_RECORDS PROVIDED_:

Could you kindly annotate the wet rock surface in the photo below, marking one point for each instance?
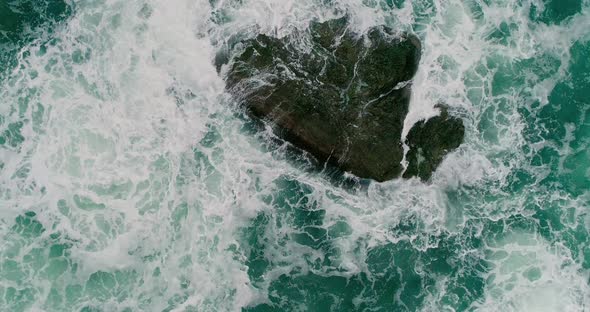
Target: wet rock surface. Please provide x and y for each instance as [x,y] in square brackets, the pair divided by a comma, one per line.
[342,97]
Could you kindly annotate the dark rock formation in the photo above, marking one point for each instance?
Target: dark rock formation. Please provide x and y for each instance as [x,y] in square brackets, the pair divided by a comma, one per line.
[339,95]
[429,141]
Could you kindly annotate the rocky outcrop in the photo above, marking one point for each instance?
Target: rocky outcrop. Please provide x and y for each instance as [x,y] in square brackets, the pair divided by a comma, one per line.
[341,96]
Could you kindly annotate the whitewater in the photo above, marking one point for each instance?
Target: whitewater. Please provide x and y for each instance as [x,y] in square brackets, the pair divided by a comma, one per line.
[130,180]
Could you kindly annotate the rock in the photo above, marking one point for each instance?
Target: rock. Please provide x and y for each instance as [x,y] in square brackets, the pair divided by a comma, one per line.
[430,141]
[339,95]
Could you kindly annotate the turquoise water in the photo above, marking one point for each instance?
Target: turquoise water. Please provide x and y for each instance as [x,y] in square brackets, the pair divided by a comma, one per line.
[129,183]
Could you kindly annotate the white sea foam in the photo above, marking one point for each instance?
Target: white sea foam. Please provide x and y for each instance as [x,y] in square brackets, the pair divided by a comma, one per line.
[129,90]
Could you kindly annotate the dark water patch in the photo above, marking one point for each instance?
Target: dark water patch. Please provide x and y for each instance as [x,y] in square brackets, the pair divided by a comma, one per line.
[24,21]
[555,11]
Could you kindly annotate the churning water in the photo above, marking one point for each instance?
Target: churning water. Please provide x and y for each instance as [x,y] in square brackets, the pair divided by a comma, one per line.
[129,181]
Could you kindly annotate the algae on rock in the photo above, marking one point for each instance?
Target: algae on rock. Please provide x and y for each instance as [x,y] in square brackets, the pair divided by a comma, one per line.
[340,95]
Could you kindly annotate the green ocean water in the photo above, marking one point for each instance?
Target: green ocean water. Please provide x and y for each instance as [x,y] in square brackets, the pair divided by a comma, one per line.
[129,182]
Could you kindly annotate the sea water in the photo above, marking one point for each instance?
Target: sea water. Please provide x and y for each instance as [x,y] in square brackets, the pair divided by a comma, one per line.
[129,180]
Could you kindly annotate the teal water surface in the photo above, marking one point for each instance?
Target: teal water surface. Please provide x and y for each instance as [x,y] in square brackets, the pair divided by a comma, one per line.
[129,183]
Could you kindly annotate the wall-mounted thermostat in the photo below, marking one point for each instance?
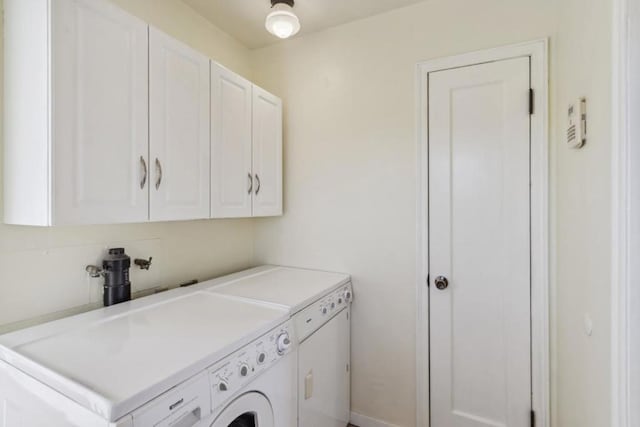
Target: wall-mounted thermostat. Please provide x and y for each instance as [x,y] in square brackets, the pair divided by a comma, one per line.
[577,129]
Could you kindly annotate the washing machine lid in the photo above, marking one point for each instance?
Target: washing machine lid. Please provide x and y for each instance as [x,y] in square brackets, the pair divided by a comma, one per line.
[293,288]
[115,359]
[254,404]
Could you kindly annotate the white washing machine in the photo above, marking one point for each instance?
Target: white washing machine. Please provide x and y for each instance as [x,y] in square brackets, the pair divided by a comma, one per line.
[181,359]
[319,304]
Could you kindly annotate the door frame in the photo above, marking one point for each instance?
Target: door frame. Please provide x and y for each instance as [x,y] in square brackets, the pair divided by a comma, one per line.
[625,166]
[538,52]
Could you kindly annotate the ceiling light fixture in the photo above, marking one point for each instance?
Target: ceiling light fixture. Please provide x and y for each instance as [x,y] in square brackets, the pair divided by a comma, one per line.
[282,22]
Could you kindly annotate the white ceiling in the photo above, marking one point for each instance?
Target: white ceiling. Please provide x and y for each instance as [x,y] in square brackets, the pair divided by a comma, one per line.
[244,19]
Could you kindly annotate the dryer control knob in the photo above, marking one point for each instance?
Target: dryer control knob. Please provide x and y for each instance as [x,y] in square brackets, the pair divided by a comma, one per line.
[348,295]
[283,343]
[244,370]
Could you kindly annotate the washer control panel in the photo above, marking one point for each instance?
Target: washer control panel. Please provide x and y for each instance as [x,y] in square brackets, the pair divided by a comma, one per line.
[317,314]
[234,372]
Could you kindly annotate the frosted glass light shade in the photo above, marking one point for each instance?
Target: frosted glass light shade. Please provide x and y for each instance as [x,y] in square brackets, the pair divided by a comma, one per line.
[282,22]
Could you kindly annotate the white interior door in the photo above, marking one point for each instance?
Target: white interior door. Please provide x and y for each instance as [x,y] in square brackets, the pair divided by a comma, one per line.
[100,112]
[323,375]
[179,126]
[479,228]
[231,175]
[267,153]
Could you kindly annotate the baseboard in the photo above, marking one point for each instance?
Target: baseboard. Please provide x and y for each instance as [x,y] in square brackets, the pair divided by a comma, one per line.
[364,421]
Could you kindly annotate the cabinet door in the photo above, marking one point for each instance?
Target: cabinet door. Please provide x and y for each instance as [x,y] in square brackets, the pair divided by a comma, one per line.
[179,130]
[267,153]
[231,175]
[323,376]
[100,114]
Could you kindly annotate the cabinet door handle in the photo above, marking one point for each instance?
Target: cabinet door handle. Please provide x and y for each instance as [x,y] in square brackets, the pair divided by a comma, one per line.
[143,163]
[159,169]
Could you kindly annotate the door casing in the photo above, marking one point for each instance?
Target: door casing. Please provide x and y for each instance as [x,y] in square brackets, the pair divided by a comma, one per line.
[538,52]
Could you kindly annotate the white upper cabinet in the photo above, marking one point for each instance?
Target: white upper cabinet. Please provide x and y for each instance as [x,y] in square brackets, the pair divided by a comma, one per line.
[179,130]
[267,153]
[231,172]
[246,148]
[99,113]
[110,121]
[77,132]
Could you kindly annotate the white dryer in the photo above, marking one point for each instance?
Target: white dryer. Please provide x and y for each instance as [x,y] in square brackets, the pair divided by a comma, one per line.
[319,304]
[181,359]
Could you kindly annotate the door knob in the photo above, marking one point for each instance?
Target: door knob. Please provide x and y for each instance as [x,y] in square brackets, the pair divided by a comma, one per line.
[442,283]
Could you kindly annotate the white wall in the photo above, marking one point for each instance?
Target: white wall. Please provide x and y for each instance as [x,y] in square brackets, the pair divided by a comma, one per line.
[42,270]
[350,181]
[583,217]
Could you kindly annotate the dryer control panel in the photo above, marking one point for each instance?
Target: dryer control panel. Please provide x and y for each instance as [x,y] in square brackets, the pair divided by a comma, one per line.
[317,314]
[235,371]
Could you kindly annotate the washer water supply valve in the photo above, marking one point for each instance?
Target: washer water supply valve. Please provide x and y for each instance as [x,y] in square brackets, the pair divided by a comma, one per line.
[115,270]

_EXERCISE GOAL_:
Copy every row above word for word, leaving out the pictures.

_REPLY_:
Could you kindly annotate the wet rock surface in the photo below, marking one point for each instance?
Target: wet rock surface. Please provide x and y for each instance as [x,y] in square brackets, the pair divided by a comma, one per line.
[342,97]
Could you kindly annotate the dark rock formation in the photo above, marking one point for each instance?
Target: dark rock formation. Please provide x and y for each instance as [x,y] in square brackets, the pair divided by a comma, one per line.
[339,95]
[429,141]
Could you kindly annotate the rocky outcrop in the photo above, marking one point for each instance?
Target: rocky outcrop. Please provide x and y for each instance as [x,y] in square brackets, the pair divided by a comma, one per line.
[341,96]
Could you kindly annotate the whitewater in the photo above, marking one point for each instance?
Target: whitewater. Please provide x and y for each instance as [x,y] in square brackets, the pair divided by a comma, one per line.
[130,180]
Could you kindly annotate the rock in the photo above, marking one point for each instance?
Target: rock. Please provide x and y for each instance as [x,y] in square brackets, the pair divided by a comma, one per line.
[430,141]
[339,95]
Could you kindly annotate the turquoise water in the photo above, marking one point for each instance?
Target: turquoise water. Please provide x and y for each instance as [x,y] in square brackets, the pair divided by a comma, one per line.
[129,183]
Could you kindly annotate the white sea foam in the photo above, marking one point for each instance?
Target: white sea foam. Please provide x and y for each instance as [x,y] in square brackets, the pair divided by a comma, one per line.
[129,90]
Could you kindly annotate the dark water patch in the photo above, marking one point for each instance?
Target: dark water patch. Please provide x and y for each instance as [x,y] in square brackets, the pair divided by a comma, one per line.
[24,21]
[555,11]
Could you kindly annotate the churning water in the photo above, marking one point for each instance?
Target: churning water. Please provide x and y for each instance as [x,y] in square brackets, the pair divided by a comma, one per line.
[129,181]
Could you kindly annotate the algae on rock in the photo above, marking one point for each instance?
Target: algae on rock. Please provide x and y for each instance as [x,y] in square brackets, the pair divided by a comma, one per line.
[340,95]
Could you kindly annotate the green ocean water in the photo above, marking one point for each instance?
Target: green ocean water. Please provide x and y for each instance as [x,y] in square brackets, the pair divided by a comma, one per line.
[129,182]
Could you kindly annotate the sea water in the photo above, marking one point for each instance?
Target: sea water. Please provide x and y for each instance as [x,y] in square brackets, the pair divided by a comma, one per line.
[129,180]
Could you kindly annotate the teal water surface in the photo above, marking one point for each instance?
Target: teal water surface. Please provide x and y for each instance as [x,y] in square brackets, the pair divided by a comma, one per line.
[129,183]
Could you kindly annotate the wall-mounted thermostat in the photo below, marking one point for each instance?
Target: wall-mounted thermostat. Please provide x and y for each instance as [x,y] in square brackets, the pair divided by a comma, one per line.
[577,129]
Could you kindly annotate the washing machine lid in the photo above, marking one point for each instance?
Target: washing machine lid. Please provide x and y for each instance as [x,y] in square brackets, the pair divided by a comma, one per line.
[293,288]
[115,359]
[254,404]
Could you kindly annotate the white washing machine in the photo above, marking one point for each instance?
Target: white washing machine. Please provide x and y for each instance as [x,y] in square brackets, the pair divided by a comma, one per line.
[181,359]
[319,304]
Could you kindly annotate the door frame in the photo above, marking one point for each instance?
Target: door frame. Please provide x and y for each instance as [x,y] in square brackets, the pair divided by a comma, one per line.
[625,166]
[538,52]
Could you kindly annotate the ceiling light fixture in the photo above, marking one point for each instance?
Target: ceiling light fixture. Please provide x and y for each instance as [x,y] in square brackets, the pair divided by a comma, one per line.
[282,22]
Could you kindly annotate the white ceiling in the photo above, marking one point for each instance?
Target: white ceiling. Please provide x and y for each instance as [x,y] in square brackets, the pair divided by a comma, one per line.
[244,19]
Could you kindly annotate the dryer control knob in the photo above, marking one point for each instance?
Target: dryer control knob. Please provide x and y for each instance as [x,y] in square brackets, the pair divided by a comma, one per line.
[348,295]
[283,343]
[244,370]
Could you kindly annotate the washer control panel in the photo above, marking one point for each instance?
Target: washer control panel. Please provide x and y for each instance as [x,y] in square brackets, the pair divided by a comma, one per line.
[317,314]
[234,372]
Could you kindly annotate the frosted glass light shade in the photo above, marking one point for each instance?
Target: frosted glass light shade. Please provide x and y for each instance as [x,y] in square brackets, the pair divided by a comma, one per line.
[282,22]
Could you kindly annotate the white interior door in the photo above, marking one point for each instance?
Target: white interior door. Please provide x and y for each instance as [x,y] in square brackets, the pair divided by a comma, one per line.
[100,112]
[323,375]
[179,126]
[479,228]
[231,175]
[267,153]
Could you kindly annotate the baseboard in the photo above, marking one point for each instance?
Target: baseboard. Please provide x and y for each instance as [x,y] in square brackets, the pair divided by a comma, one per line.
[364,421]
Could you kindly annotate the cabinet door in the photo above, marking one point for each instance?
Target: cabinet door. Please provide x and y for each instance as [x,y] in square brackets, the pair divided by a comma, one per line.
[179,130]
[267,153]
[231,175]
[323,376]
[100,114]
Could you kindly annotate the cabinet door handle in the photo above, marking one point for each instance?
Target: cabinet door handle. Please provide x and y for each instance as [x,y] in square brackets, the pair divided by a comma, one per line.
[143,163]
[159,169]
Could you kindly annotate the door casing in the photo above, marking one point for each instance?
Target: door casing. Please provide x and y for each instance as [x,y] in square brackets, the pair divided by a comma, one per line.
[538,52]
Could you kindly annotate the white upper cabinet in the photo above, marking one point for each instance?
Target: white upper cabinet. Please provide x and y for each instance as [x,y] in square brackets, the pair divided by a comma, one per line.
[179,130]
[267,153]
[231,172]
[246,148]
[99,113]
[110,121]
[77,132]
Could you kindly annotate the white dryer in the photo above, marking one point for each instance?
Target: white dryer. Please provide x and y for each instance as [x,y] in square brackets, the pair divided by a comma, one per line.
[319,304]
[181,359]
Could you kindly annotate the door knob in the photo above, marking one point for each instance?
Target: door knob. Please provide x and y for each instance as [x,y] in square brackets, the pair divided by a comma, one per line.
[442,283]
Could you kindly annotate the white wall in the photo above, marking one point for each instance?
Target: white wall. Please provide x and y for each instance as [x,y] in square brackets, the pair divided by a comma, one per line.
[42,270]
[350,181]
[583,217]
Could you kindly annotate the dryer control panel in the photo above, marking one point for each instance?
Target: dryer control panel. Please provide x and y for each instance as [x,y] in square brackets, the pair divided by a comma, one per line.
[317,314]
[235,371]
Could you kindly annotate the washer water supply valve in the photo above, marking one point for each instance?
Target: washer water supply valve. Please provide x and y for each instance as [x,y] in square brackets, the pair divided by a comma, one per line.
[115,270]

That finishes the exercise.